[GIVEN PASSAGE]
LLM = large language model.

*

P < 0.05, vs ChatGPT-3.5;

**

P < 0.05, vs ChatGPT-4;

***

P < 0.05, vs Bing Chat;

****

P < 0.05, vs Bard.

All LLMs answered 34 questions (27.6%) correctly and 10 (8.1%) incorrectly. Only one LLM answered correctly: 5 questions for ChatGPT-3.5, 7 questions for ChatGPT-4, one question for Bing Chat, and one question for Bard. Only one LLM answered incorrectly: ChatGPT-3.5 had 13 questions, ChatGPT-4 had one question, Bing Chat had 7 questions, and Bard had 13 questions.

ChatGPT-4 and Bing Chat responded correctly to all questions in 6 categories, and ChatGPT-3.5 responded correctly to all questions in 2 categories. No significant difference was observed in the percentage of correct answers between all 4 LLMs by category (all P > .05).

3.2. Type-specific performance

A total of 102 (82.9%) questions were higher-order. Table 2 shows the correct response rates by question type. No difference was observed in correct response rates between higher-order and lower-order questions in each of the 4 LLMs (all P > .05). ChatGPT-4 showed the highest correct response rate for the higher-order questions at 76.5%, and Bard and Bing Chat showed the highest rate for the lower-order questions at 71.4%. Bard had the lowest correct response rate for higher-order questions, which was not significantly different from that of ChatGPT-3.5. No statistically significant difference was noted between the 4 LLMs for the lower-order questions.

[SUPPLIED DATA]
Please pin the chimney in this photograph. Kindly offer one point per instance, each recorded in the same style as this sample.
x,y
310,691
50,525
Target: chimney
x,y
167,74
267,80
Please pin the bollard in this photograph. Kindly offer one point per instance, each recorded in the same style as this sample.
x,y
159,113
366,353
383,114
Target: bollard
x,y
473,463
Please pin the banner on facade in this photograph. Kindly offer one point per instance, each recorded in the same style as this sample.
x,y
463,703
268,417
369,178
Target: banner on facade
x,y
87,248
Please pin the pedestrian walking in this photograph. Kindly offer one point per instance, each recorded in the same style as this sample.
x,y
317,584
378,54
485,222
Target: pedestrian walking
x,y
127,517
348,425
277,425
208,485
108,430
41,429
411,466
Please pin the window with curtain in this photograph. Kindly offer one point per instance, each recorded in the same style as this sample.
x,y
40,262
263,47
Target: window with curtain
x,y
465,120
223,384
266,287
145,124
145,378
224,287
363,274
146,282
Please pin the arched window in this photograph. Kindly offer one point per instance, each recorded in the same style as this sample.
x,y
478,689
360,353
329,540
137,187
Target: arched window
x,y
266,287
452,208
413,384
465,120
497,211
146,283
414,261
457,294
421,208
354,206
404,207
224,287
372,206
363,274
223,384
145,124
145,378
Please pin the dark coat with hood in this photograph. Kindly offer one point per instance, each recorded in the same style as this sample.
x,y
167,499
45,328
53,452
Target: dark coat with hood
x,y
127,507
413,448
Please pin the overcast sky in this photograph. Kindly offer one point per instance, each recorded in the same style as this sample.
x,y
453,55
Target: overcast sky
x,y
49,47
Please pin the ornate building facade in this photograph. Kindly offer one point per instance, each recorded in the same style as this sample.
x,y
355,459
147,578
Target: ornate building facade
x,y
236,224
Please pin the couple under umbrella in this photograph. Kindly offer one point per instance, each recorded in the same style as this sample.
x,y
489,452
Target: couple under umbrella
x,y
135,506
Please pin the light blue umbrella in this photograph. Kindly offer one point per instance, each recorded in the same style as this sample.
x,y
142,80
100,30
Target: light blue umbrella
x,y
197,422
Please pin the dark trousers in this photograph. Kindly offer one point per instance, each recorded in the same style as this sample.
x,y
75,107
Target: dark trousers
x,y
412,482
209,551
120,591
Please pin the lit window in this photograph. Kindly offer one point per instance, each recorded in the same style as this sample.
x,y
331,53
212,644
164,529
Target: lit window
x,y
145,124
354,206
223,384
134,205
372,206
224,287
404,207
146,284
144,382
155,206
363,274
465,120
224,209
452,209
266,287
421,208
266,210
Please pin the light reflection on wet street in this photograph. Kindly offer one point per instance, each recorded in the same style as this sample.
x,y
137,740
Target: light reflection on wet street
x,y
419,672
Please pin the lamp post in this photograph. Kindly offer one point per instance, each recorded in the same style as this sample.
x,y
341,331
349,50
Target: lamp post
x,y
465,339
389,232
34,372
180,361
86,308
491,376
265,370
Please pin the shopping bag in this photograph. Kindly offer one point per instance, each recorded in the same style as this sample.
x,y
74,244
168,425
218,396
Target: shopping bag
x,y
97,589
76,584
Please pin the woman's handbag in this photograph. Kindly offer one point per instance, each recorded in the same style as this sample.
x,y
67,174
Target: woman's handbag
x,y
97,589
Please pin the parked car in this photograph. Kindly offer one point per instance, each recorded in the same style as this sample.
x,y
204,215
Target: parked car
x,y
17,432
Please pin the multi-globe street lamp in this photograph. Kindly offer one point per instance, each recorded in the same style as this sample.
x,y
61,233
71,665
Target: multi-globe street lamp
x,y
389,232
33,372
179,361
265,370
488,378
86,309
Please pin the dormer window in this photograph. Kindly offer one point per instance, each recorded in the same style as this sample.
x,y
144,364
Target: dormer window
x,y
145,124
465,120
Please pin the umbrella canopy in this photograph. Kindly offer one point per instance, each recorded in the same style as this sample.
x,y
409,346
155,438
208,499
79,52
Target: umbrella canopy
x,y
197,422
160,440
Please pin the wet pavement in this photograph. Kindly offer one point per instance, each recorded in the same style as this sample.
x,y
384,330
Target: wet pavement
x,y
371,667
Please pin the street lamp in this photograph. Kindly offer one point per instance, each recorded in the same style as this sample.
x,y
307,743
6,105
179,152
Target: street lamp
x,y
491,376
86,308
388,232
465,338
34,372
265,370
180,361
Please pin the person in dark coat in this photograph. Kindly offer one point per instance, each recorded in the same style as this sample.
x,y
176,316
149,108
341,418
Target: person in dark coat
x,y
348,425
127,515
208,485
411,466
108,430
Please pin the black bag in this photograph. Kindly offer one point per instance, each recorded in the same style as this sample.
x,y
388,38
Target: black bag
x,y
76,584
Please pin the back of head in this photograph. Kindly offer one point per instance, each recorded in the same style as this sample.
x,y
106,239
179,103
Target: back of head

[EXERCISE AIM] Repeat word for word the part of the passage comparing the four LLMs that opens with the words containing "A total of 102" and closes with "the lower-order questions.".

[ANSWER TO THE EXERCISE]
A total of 102 (82.9%) questions were higher-order. Table 2 shows the correct response rates by question type. No difference was observed in correct response rates between higher-order and lower-order questions in each of the 4 LLMs (all P > .05). ChatGPT-4 showed the highest correct response rate for the higher-order questions at 76.5%, and Bard and Bing Chat showed the highest rate for the lower-order questions at 71.4%. Bard had the lowest correct response rate for higher-order questions, which was not significantly different from that of ChatGPT-3.5. No statistically significant difference was noted between the 4 LLMs for the lower-order questions.